GIVEN PROBLEM>
Could you copy out each of the rows below word for word, leaving every line unchanged?

RECORD SET>
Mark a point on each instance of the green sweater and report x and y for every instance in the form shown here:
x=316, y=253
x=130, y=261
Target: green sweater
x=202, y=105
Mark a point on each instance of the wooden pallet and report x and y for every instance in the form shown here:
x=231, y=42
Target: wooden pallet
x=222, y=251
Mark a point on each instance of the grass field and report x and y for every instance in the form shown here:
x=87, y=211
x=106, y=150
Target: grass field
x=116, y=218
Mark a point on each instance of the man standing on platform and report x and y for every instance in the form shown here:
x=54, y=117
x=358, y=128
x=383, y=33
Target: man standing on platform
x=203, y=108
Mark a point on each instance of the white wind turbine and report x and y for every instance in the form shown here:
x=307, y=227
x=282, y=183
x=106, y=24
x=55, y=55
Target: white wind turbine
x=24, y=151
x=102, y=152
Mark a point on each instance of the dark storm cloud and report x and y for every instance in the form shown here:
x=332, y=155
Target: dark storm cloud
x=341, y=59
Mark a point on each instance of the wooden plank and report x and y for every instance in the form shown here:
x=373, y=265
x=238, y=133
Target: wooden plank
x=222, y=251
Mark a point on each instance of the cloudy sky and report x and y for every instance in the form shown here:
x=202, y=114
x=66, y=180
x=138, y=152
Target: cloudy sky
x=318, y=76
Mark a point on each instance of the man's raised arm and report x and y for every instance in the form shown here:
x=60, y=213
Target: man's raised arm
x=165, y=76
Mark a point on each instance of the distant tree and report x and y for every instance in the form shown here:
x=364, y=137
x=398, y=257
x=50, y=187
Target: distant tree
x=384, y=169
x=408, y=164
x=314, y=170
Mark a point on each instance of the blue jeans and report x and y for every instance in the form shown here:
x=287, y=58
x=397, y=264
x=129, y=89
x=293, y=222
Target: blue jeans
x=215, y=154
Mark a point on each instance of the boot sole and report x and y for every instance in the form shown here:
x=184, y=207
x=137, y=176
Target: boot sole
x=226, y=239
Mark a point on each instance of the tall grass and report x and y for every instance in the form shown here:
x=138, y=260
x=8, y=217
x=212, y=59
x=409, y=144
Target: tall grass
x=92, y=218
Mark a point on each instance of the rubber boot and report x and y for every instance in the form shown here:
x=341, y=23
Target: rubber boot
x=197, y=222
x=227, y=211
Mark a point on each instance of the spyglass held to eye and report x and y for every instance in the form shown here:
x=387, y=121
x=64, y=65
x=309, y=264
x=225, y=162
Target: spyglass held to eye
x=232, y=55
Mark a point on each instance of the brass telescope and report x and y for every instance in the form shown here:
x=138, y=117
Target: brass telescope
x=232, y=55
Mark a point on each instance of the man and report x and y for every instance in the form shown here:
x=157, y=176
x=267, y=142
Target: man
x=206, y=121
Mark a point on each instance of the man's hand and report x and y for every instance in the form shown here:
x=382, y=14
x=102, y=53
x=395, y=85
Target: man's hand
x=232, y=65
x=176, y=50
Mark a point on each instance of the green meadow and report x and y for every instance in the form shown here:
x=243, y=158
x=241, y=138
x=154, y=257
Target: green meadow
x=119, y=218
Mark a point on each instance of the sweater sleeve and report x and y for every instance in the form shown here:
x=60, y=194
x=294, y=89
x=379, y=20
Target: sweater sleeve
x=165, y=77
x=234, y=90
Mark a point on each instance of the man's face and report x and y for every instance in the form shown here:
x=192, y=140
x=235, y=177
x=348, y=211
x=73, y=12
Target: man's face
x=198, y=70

EXPECTED ANSWER>
Mark a point on each instance of the green sweater and report x and y for every instance in the form shown here:
x=316, y=253
x=130, y=261
Target: green sweater
x=202, y=105
Mark a point on each instance of the wooden pallet and report x and y for every instance in the form shown here:
x=231, y=42
Target: wooden pallet
x=222, y=251
Mark a point on each instance of the grass field and report x and y for every instance in the form shown here:
x=87, y=211
x=106, y=150
Target: grass field
x=116, y=218
Mark a point on each instance of the man standing on platform and report x and y for every instance in the form shown here:
x=54, y=117
x=358, y=128
x=383, y=33
Target: man standing on platform
x=203, y=108
Mark a point on each instance of the white wind turbine and report x and y for every instance in the form shown here:
x=307, y=227
x=282, y=183
x=106, y=24
x=55, y=55
Target: white wind turbine
x=24, y=151
x=102, y=152
Mark a point on each instance of the dark storm cloud and report x and y for every instance in the form shown here:
x=332, y=155
Target: dark storm cloud
x=341, y=59
Mark a point on each instance of the wooden plank and report x and y for every instance in the form shown here:
x=373, y=265
x=238, y=133
Target: wooden plank
x=222, y=251
Mark a point on each instance of the cloudy sky and report x and y for every instance in the form shown here:
x=202, y=114
x=66, y=180
x=138, y=152
Target: cloudy sky
x=318, y=76
Mark a point on each instance of the man's raised arm and report x and y for every instance in the form shown here:
x=60, y=213
Target: man's raised arm
x=165, y=76
Mark a point on each instance of the distant tree and report x and y for every instance in the form shown here:
x=364, y=137
x=398, y=257
x=50, y=187
Target: distant tree
x=384, y=169
x=408, y=164
x=314, y=170
Mark a point on each instance of the blue jeans and report x and y for every instance in the form shown here:
x=287, y=58
x=397, y=264
x=129, y=89
x=293, y=222
Target: blue jeans
x=215, y=154
Mark a point on each instance of the boot sole and report x and y for every instance in the form shown here:
x=184, y=207
x=137, y=176
Target: boot sole
x=226, y=239
Mark a point on each instance of the tall grass and report x and y for every instance in the form shown here:
x=138, y=260
x=8, y=217
x=212, y=59
x=409, y=144
Target: tall grass
x=92, y=218
Mark a point on each instance of the rubber boot and report x and y for every instance in the form shown here:
x=341, y=23
Target: rubber boot
x=197, y=222
x=227, y=211
Mark a point on each instance of the spyglass held to eye and report x and y for every instance in the form shown here:
x=387, y=121
x=64, y=65
x=309, y=264
x=225, y=162
Target: spyglass held to eye
x=232, y=55
Mark a point on each instance of the brass telescope and report x and y for every instance in the form shown here:
x=138, y=117
Target: brass telescope
x=232, y=55
Mark a point on each instance of the man and report x and y for every instance in the form shown here:
x=157, y=176
x=267, y=142
Target: man
x=206, y=121
Mark a point on each instance of the man's hand and report x and y for every instance in the form shown here:
x=382, y=14
x=102, y=53
x=395, y=85
Target: man's hand
x=232, y=65
x=176, y=50
Mark a point on each instance of the green meadow and report x and y for every instance in the form shown here:
x=243, y=158
x=241, y=138
x=154, y=257
Target: green meadow
x=119, y=218
Mark a point on each instance of the sweater sleeve and report x and y for every instance in the form shown here:
x=60, y=194
x=294, y=89
x=379, y=20
Target: sweater sleeve
x=165, y=77
x=234, y=90
Mark a point on each instance of the man's face and report x and y for every instance in the form shown here:
x=192, y=140
x=235, y=177
x=348, y=211
x=73, y=12
Target: man's face
x=198, y=70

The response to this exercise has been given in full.